#### Saved data entries

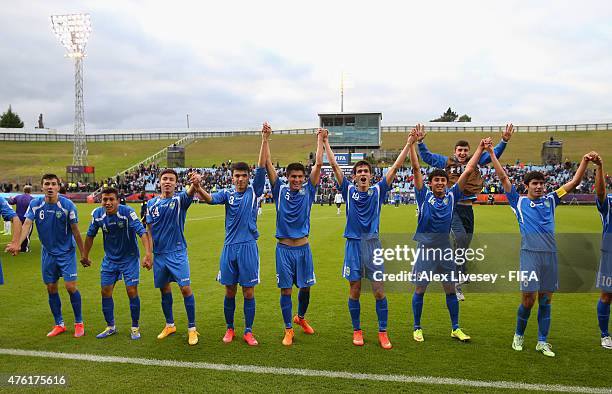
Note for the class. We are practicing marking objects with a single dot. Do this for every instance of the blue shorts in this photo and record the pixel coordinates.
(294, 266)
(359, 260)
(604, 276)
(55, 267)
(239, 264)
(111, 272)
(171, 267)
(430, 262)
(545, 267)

#### Challenge
Write out every line of the items again, requests included but pictures left out, and multiply each coordinate in the answers by 0.45, rounding to the nearest whole number with halves going up.

#### Answer to this task
Note for the class. We are practicing marking objects with a single dot. Do this for every instance of the blue shorts in this photo and record the pixel coordinates.
(132, 120)
(162, 117)
(272, 124)
(25, 120)
(108, 119)
(50, 122)
(77, 120)
(194, 118)
(245, 120)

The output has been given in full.